WHAT YOU ARE ASKED TO DO: In the data below, find the line containing "Query: paved surface", then set down that line and every later line up to and including the line containing "Expected output: a single point for each instance of the round", exactly.

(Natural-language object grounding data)

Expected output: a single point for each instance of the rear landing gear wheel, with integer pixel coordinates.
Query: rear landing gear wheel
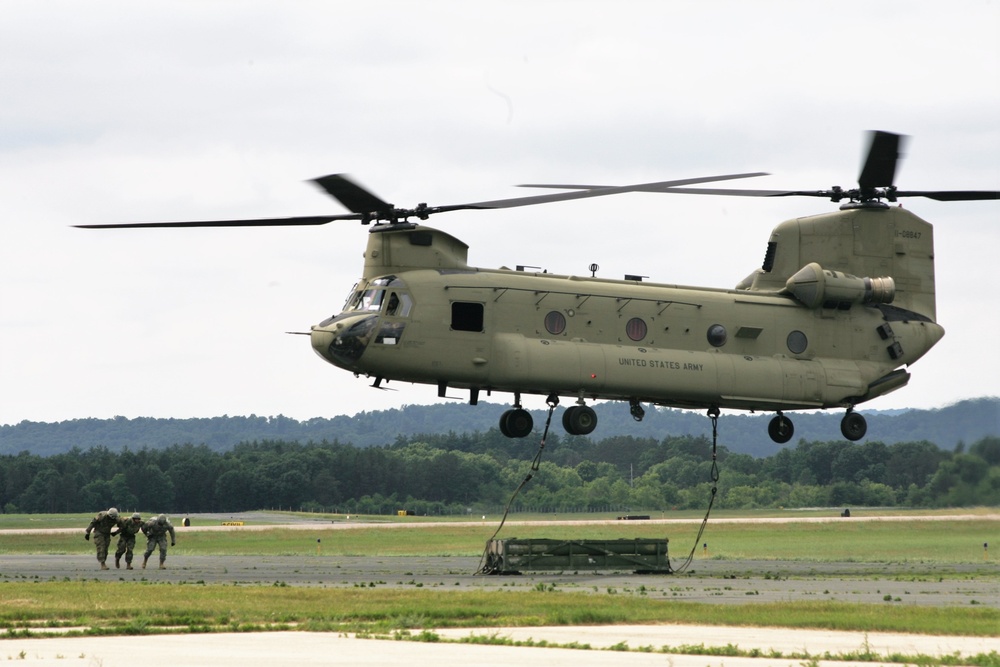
(853, 426)
(579, 420)
(780, 429)
(516, 423)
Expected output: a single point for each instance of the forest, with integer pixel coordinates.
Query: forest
(452, 473)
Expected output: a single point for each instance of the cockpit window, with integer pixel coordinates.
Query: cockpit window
(372, 297)
(398, 304)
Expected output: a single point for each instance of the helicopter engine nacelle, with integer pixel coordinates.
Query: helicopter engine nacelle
(817, 287)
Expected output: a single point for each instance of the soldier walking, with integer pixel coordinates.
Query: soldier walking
(156, 530)
(126, 540)
(102, 525)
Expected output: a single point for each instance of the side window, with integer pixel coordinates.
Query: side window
(466, 316)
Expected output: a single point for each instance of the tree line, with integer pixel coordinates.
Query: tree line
(472, 473)
(965, 421)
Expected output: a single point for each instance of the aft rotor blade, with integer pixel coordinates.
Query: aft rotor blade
(583, 192)
(951, 195)
(259, 222)
(351, 195)
(884, 153)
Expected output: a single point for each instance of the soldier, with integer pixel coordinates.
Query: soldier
(102, 525)
(156, 530)
(126, 540)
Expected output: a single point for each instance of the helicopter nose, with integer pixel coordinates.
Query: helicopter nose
(343, 340)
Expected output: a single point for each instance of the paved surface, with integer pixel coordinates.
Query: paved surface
(708, 581)
(307, 649)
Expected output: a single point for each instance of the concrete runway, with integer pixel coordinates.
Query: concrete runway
(708, 581)
(305, 649)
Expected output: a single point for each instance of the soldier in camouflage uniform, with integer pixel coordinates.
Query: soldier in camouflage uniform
(102, 525)
(156, 530)
(126, 540)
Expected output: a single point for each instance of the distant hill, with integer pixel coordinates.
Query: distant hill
(966, 421)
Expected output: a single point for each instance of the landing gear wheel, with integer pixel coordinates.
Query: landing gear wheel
(579, 420)
(780, 429)
(516, 423)
(853, 426)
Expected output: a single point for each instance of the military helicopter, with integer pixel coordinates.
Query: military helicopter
(842, 305)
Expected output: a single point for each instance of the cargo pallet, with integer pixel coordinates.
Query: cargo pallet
(514, 556)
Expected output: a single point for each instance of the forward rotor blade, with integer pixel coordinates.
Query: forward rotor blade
(884, 153)
(260, 222)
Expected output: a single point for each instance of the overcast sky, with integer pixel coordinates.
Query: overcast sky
(125, 111)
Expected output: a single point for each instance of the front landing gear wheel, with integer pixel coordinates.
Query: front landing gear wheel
(853, 426)
(579, 420)
(780, 429)
(516, 423)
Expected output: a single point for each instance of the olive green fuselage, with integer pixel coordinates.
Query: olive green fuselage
(420, 314)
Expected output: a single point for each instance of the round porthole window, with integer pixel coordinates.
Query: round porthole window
(797, 342)
(717, 335)
(555, 322)
(636, 329)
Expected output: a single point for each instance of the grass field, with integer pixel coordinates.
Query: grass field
(113, 607)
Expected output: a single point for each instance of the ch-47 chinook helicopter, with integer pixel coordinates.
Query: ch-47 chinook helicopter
(842, 305)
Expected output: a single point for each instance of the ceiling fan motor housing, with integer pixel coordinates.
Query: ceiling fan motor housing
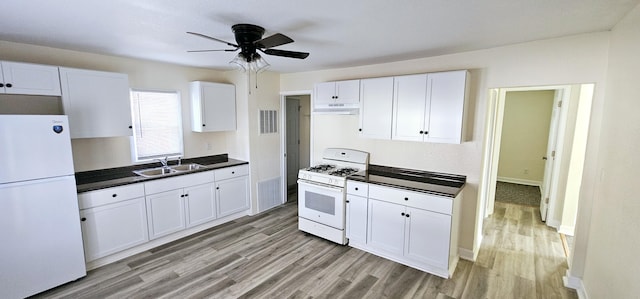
(246, 35)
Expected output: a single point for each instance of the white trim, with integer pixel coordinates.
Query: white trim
(520, 181)
(576, 284)
(467, 254)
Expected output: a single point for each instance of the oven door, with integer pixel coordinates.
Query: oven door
(321, 203)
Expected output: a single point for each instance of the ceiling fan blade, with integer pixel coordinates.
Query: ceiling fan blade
(284, 53)
(275, 40)
(213, 38)
(226, 50)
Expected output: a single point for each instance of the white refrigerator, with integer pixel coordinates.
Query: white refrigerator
(40, 238)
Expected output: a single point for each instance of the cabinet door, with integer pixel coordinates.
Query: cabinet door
(348, 91)
(446, 106)
(427, 237)
(165, 213)
(356, 219)
(233, 195)
(325, 93)
(409, 104)
(31, 79)
(376, 107)
(113, 227)
(217, 107)
(97, 103)
(200, 204)
(386, 227)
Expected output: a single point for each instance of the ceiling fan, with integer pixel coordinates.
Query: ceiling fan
(249, 41)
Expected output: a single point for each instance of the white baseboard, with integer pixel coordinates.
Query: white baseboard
(576, 284)
(520, 181)
(567, 230)
(466, 254)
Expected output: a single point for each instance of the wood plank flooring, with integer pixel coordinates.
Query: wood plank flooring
(266, 256)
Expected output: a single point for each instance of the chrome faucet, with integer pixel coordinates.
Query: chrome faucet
(164, 161)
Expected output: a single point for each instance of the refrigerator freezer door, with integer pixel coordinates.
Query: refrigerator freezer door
(40, 237)
(34, 147)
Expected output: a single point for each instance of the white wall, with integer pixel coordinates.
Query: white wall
(612, 264)
(98, 153)
(568, 60)
(525, 132)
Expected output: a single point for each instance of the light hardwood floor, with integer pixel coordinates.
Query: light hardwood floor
(265, 256)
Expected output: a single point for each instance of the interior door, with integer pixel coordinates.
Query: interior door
(293, 141)
(550, 157)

WRITTEN RESPONSE:
Query: paved surface
(708, 581)
(307, 649)
Expected output: a single point for each instance of the concrete runway, with integer pixel coordinates.
Query: concrete runway
(708, 581)
(305, 649)
Expected output: a single point for each instance of the soldier in camouflage uniform, with integer pixel coordinates.
Query: soldier in camouflage uniform
(102, 525)
(156, 530)
(126, 540)
Expected output: a single point for each instance of the distant hill, with integer pixel coordinates.
Query: distant hill
(966, 421)
Expected output: a single point for each instance of the landing gear wheel, with integer pixel coordinates.
Query: landing gear wheel
(579, 420)
(780, 429)
(516, 423)
(853, 426)
Expected output: a single point for each instance of the military helicopter, with integer pixel coordinates.
Query: military helicopter
(842, 305)
Expected output: a single point for each instance of the cargo pallet, with integer pixel coordinates.
Query: cargo pallet
(514, 556)
Expected output: a single point for each instance of the forward rotor blade, with integer pixel coordinates.
Query: forward rotor blade
(884, 153)
(260, 222)
Expected output: a single point for each instance of the overcast sky, with integer pixel coordinates.
Query: overcast sky
(125, 111)
Expected output: a single point for each instance of the front landing gear wheel, with integer pixel coordinates.
Query: front landing gear wheel
(853, 426)
(579, 420)
(780, 429)
(516, 423)
Expected output: a single point for each instance of the olive green fuselage, with integer pixel coordinates.
Query: olive green fuselage
(420, 314)
Expected output: a single point for each instance of the round porthole window, with integer pixel coordinates.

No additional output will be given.